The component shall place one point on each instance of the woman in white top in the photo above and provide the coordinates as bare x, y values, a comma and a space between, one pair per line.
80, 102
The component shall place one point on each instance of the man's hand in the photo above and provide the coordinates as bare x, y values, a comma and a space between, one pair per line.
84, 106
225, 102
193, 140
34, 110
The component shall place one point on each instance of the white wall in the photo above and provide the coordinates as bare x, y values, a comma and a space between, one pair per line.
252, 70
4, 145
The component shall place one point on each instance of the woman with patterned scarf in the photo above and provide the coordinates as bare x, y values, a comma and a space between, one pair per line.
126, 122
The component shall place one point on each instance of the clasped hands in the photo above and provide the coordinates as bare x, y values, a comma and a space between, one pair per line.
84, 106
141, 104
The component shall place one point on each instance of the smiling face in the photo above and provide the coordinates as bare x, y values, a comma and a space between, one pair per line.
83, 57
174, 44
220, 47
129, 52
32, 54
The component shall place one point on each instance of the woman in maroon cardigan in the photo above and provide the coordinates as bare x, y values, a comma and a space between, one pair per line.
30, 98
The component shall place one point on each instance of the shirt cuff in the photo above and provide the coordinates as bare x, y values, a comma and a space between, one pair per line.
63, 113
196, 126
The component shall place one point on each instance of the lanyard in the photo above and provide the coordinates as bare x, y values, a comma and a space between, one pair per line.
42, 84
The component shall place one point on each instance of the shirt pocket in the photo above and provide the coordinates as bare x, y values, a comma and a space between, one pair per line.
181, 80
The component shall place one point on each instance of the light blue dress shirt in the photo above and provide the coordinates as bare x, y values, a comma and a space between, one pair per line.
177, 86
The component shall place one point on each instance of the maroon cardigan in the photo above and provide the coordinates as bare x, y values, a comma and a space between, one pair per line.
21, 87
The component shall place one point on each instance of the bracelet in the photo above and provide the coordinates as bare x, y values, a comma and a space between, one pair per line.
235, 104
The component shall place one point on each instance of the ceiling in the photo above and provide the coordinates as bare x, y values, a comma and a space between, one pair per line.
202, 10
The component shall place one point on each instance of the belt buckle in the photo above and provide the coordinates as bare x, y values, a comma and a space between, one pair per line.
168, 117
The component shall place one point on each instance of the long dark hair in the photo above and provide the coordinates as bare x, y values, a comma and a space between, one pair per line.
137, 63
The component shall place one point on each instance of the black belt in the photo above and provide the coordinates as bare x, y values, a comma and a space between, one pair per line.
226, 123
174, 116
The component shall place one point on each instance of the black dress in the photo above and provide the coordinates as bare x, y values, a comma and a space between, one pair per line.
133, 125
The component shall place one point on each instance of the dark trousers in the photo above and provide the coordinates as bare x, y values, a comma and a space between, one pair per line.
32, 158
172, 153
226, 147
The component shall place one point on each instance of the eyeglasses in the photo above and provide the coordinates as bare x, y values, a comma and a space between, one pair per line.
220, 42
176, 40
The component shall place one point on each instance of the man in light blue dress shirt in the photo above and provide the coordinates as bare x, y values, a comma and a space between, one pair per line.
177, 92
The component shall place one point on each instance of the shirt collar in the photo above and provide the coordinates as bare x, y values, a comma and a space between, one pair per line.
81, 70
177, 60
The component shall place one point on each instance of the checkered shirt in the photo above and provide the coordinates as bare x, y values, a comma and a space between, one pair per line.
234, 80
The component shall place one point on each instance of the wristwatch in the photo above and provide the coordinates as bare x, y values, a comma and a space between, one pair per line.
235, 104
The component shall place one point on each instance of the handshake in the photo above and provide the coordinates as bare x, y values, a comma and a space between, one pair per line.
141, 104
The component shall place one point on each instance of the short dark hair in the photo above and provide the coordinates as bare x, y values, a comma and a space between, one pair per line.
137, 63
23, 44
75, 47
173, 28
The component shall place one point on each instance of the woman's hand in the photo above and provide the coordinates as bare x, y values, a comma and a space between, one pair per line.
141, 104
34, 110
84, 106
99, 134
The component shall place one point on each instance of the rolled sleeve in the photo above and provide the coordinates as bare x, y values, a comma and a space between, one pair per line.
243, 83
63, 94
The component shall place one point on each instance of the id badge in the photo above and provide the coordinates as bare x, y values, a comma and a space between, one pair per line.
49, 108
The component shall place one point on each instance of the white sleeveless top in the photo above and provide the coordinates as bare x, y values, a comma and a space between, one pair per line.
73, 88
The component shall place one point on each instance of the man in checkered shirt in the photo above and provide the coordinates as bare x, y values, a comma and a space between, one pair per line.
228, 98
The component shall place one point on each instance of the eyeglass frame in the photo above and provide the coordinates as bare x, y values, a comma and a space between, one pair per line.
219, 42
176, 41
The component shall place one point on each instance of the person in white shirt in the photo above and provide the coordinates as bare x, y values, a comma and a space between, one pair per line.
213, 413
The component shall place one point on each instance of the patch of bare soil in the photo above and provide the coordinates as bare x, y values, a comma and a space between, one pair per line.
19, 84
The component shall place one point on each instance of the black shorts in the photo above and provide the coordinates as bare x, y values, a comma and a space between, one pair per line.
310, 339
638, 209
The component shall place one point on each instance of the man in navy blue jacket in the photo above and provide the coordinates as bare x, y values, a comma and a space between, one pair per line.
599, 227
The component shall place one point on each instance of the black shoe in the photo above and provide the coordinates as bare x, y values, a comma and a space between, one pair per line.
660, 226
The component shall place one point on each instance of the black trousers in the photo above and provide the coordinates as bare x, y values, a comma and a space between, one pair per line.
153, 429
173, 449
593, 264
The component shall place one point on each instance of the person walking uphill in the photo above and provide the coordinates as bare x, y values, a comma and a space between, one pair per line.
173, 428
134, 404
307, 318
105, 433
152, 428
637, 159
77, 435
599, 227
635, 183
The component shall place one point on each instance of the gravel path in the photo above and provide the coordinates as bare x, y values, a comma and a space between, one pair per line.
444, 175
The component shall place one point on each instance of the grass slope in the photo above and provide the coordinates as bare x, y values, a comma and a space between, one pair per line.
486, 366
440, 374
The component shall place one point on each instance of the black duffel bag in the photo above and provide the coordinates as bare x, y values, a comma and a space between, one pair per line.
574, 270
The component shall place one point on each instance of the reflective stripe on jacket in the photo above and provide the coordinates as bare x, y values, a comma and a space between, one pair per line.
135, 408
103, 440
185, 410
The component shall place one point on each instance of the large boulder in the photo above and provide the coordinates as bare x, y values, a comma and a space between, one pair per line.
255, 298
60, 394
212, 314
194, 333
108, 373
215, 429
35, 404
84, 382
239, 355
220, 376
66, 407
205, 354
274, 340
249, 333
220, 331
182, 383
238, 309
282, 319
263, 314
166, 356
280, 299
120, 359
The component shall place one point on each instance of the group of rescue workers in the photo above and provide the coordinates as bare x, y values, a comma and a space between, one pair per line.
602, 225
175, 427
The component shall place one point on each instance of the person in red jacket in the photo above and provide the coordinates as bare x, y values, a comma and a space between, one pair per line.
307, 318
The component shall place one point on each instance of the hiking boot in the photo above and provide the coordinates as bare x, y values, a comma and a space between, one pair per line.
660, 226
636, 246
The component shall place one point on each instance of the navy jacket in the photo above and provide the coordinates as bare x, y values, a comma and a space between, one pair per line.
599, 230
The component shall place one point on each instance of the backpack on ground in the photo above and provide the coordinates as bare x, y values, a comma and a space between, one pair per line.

..............................

- [EXERCISE OBJECTIVE] Copy the listing word for word.

- [EXERCISE RESULT]
The component shall place one point on each instance of the woman in white top in the photo above and provide the coordinates as bare x, y values, a comma and a space between, one pair per line.
80, 102
The component shall place one point on each instance of the man's hand in the photo above and provide the coordinates as bare x, y values, a comma and a space between, one pair per line.
84, 106
225, 102
193, 140
34, 110
The component shall place one point on each instance of the white wall in the photo above and provide the coordinates as bare x, y values, a comma and a space between, one pair per line.
252, 70
4, 145
The component shall place one point on each instance of the woman with patterned scarf in the photo above and provide the coordinates as bare x, y values, a comma and a space between, one pair per line.
126, 122
The component shall place one point on each instance of the clasped hands in the photo above and provide the coordinates as bare x, y values, a comma and a space between, one pair per line.
84, 106
141, 104
The component shall place one point on each instance of the smiling face in the photo above and provide the coordinates as bare x, y values, a comma and a space between, one pair per line.
83, 57
174, 44
220, 47
129, 52
32, 54
The component shall place one point on each instance of the woman in maroon cardigan in the photo above and provide the coordinates as bare x, y values, a comma and a space between, one pair per line.
30, 98
The component shall place one point on each instance of the shirt cuff in the photo above and provide the coordinates as bare x, y values, a comma and a space between, one pair per line.
63, 113
196, 126
The component shall place one point on each instance of the lanyard in the photo above and provide the coordinates as bare x, y values, a comma and a space between, one pair per line.
42, 84
The component shall place one point on each instance of the shirt pocket in the photo above and provide the coordinates as bare x, y values, a comma and a space between, one pair per line.
181, 80
The component shall place one point on each instance of the light blue dress shirt in the photo above and provide the coordinates as bare x, y values, a comma and a space between, one pair per line.
177, 86
The component shall place one point on each instance of the maroon cardigan in the photo above and provide the coordinates as bare x, y values, a comma and a space between, one pair per line.
21, 87
The component shall place one point on each instance of the bracelet in the photo above and provide the coordinates as bare x, y values, a comma and a space between, one pair per line.
235, 104
The component shall place one point on each instance of the ceiling in the photo above and provide the coordinates as bare x, y values, a comma and a space between, one pair per line.
202, 10
The component shall place one point on each instance of the belt buckle in the photo above and provide the coordinates as bare x, y values, a comma and a space between, one pair per line.
168, 117
The component shall place one point on each instance of the long dark hair in the photo above and provide the coordinates as bare x, y values, a comma and a space between, one pair per line.
137, 63
The component shall place one point on each instance of the black belt in the photo above and provide the coordinates as bare x, y values, a comma and a space between, one pair per line.
226, 123
174, 116
The component shall place one point on each instance of the black dress in the photo above and provide the coordinates as bare x, y values, a comma and a space between, one pair per line.
133, 125
The component shall place one point on each instance of the dark trousers in the photo above and provide the coordinates as bare x, y values, a comma and a space between, one pair per line.
32, 158
172, 153
226, 147
The component shall place one point on each instance of the eyeglasses in the photo above and provide the coordinates as bare x, y values, a comma and a space between, one pair per line.
220, 42
176, 40
The component shall place one point on each instance of the man in light blue dress shirt in the photo above and provide the coordinates as bare x, y values, a comma and a space between, one pair per line.
177, 92
The component shall place one point on each instance of the shirt collar in the photo above and provide the coordinates as bare x, y values, a comma and a space between, one pair per line.
81, 70
177, 60
The component shall place one point on each instance of the checkered shirt in the photo above and provide the coordinates as bare x, y values, a comma and a space between, one pair per line.
234, 80
The component shall place one point on each instance of the wristwatch in the photo above and provide the coordinates as bare x, y values, a comma and a space between, one pair per line.
235, 104
The component shall place one point on each instance of the handshake in the photo above and provide the coordinates as bare x, y values, a comma and a space between, one pair per line.
141, 104
The component shall place one point on each instance of the short dark hair in the photo above and provide the coordinates as bare x, y values, a comma and a space between, one pair per line.
137, 63
23, 44
75, 47
173, 28
The component shall place one point on each instance of the woman's hand in the photo above and provide the coordinates as bare x, y values, a comma and a space between, one pair per line.
141, 104
34, 110
84, 106
99, 134
The component shall place one point on each instance of the rolled sleeve in the photo above and provide the coordinates as bare x, y values, a comma and a space between, one pair per line.
243, 83
63, 94
The component shall place one point on each instance of the id badge in the photo above and provide the coordinates as bare x, y values, a comma and a space between, one pair per line.
49, 108
The component shall place one point on each instance of the white sleeveless top in the photo above and provide the coordinates as bare x, y values, a comma and a space between, one pair per line.
73, 88
The component shall place one point on each instance of the man in checkered shirt in the photo above and provide the coordinates as bare x, y values, a comma and a space between, one pair per line.
228, 98
The component shall place one point on each instance of the eyeglass frame in the photo above and provide the coordinates as bare x, y values, a comma and a space between, one pair per line.
219, 42
176, 41
The component shall place one point on each instance of the person in white shirt in the photo above and provide the coordinates as bare x, y values, a comma and a space between, one pair per line.
213, 413
The component shall place one point on each instance of the patch of bare soil in the photo above and provide the coordinates as bare x, y values, a comma and a space between, one pair per line.
19, 84
The component shall place one point on each instance of the black shorts in the photo above and provide the coordinates as bare x, y values, a comma and a space between, one pair per line.
310, 339
638, 209
The component shall place one point on each instance of the man in navy blue jacket in the photo above and provide the coordinates as bare x, y values, a comma and a space between, one pair per line.
599, 227
The component shall place one point on each instance of the black shoe in the photo above and provide the coordinates as bare x, y values, a comma and a space between, one pair per line.
660, 226
The component shall place one point on each instance of the black trousers in the photo above and provide the coordinates as bare x, y values, a comma and a space between, one pair per line.
153, 429
173, 449
593, 264
The component shall place one point on each instance of the person walking uphill in the photo above and provide the coordinates as bare x, y values, a comma and a space between, one pair per line.
173, 428
134, 404
307, 318
105, 433
152, 428
637, 159
77, 435
599, 227
635, 183
The component shall place one point on each instance of the gravel path in the photo above and provide the coordinates as bare x, y values, a comma and a space between, one pair per line.
444, 175
The component shall place one point on each instance of the grass slope in the photo above and provide the coordinates as bare x, y values, a comma and a space between, one pair per line.
486, 366
440, 374
The component shall place one point on each instance of the black duffel bag in the photo above and provide the coordinates as bare x, y values, a comma and a space between, one pair per line.
574, 270
The component shall place one point on each instance of the reflective stripe on jacket in the photo above and provide the coordinates as bare x, y values, a comma and a space between, one pair per line.
135, 408
103, 440
185, 410
The component shall place one point on each instance of the large boulder in the photo above and provide the coordinates as bare x, y values, a comma and a space between, one pair per line.
255, 298
60, 394
212, 314
194, 333
108, 373
215, 429
35, 404
84, 382
239, 355
220, 376
66, 407
205, 354
274, 340
249, 333
220, 331
182, 383
238, 309
282, 319
263, 314
166, 356
280, 299
120, 359
The component shall place one point on each instance of the group of rescue workers in the photo above and provide the coordinates as bare x, y values, a comma and a space between, one pair per line.
602, 225
175, 427
The component shall place one point on each instance of the person in red jacket in the photo above and provide the coordinates as bare x, y values, a comma and a space between, one pair per line.
307, 318
The component shall place one point on each instance of the hiking boot in the photo above and provide the coordinates as bare x, y values, a comma and a space between, one pair per line.
660, 226
636, 246
The component shall place one point on each instance of the navy jacket in the photo above and provide the coordinates as bare x, y values, a comma and a space between, one pair per line.
599, 230
The component shall place one point on each instance of the backpack on ground in the photo above and provide the coordinates as bare x, y values, a comma and a space between, one pair per line.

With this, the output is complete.